**DATA IN THIS EXERCISE**:

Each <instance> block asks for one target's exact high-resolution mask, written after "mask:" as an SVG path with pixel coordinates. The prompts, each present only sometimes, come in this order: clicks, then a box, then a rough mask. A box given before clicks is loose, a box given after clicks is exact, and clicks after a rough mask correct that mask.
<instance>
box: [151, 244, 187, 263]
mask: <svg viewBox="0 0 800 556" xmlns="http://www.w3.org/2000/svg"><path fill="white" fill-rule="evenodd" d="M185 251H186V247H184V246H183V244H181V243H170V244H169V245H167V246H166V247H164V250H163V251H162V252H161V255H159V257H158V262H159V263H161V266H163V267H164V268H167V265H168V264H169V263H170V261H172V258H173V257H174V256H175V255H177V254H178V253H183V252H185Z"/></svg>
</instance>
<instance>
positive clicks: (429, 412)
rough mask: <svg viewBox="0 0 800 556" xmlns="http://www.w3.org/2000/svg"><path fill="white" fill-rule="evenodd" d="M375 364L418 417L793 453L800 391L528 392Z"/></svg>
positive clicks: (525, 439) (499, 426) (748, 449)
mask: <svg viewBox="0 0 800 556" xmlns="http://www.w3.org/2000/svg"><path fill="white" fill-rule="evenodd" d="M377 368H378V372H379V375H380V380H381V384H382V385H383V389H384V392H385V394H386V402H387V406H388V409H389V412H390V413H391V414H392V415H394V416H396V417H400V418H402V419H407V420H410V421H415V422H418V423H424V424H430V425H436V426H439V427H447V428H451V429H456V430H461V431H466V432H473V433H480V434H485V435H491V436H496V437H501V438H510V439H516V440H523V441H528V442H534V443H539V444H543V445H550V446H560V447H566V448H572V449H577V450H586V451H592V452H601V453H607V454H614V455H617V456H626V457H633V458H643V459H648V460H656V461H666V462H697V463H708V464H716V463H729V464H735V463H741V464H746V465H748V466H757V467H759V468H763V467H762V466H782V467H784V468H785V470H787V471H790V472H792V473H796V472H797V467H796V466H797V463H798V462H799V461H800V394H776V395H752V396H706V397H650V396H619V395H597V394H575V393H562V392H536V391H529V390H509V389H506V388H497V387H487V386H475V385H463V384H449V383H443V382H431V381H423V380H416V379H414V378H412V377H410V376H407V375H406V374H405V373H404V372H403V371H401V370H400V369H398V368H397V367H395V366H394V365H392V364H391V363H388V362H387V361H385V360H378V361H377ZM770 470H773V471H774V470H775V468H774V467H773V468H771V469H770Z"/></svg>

**WHAT TO PRODUCE**:
Of the entries above, transcribe exactly those lines that fall between the line containing "positive clicks: (429, 412)" and the line containing "rough mask: <svg", together with those two lines.

**RESPONSE AREA**:
positive clicks: (429, 412)
rough mask: <svg viewBox="0 0 800 556" xmlns="http://www.w3.org/2000/svg"><path fill="white" fill-rule="evenodd" d="M375 364L418 417L793 453L800 391L528 392Z"/></svg>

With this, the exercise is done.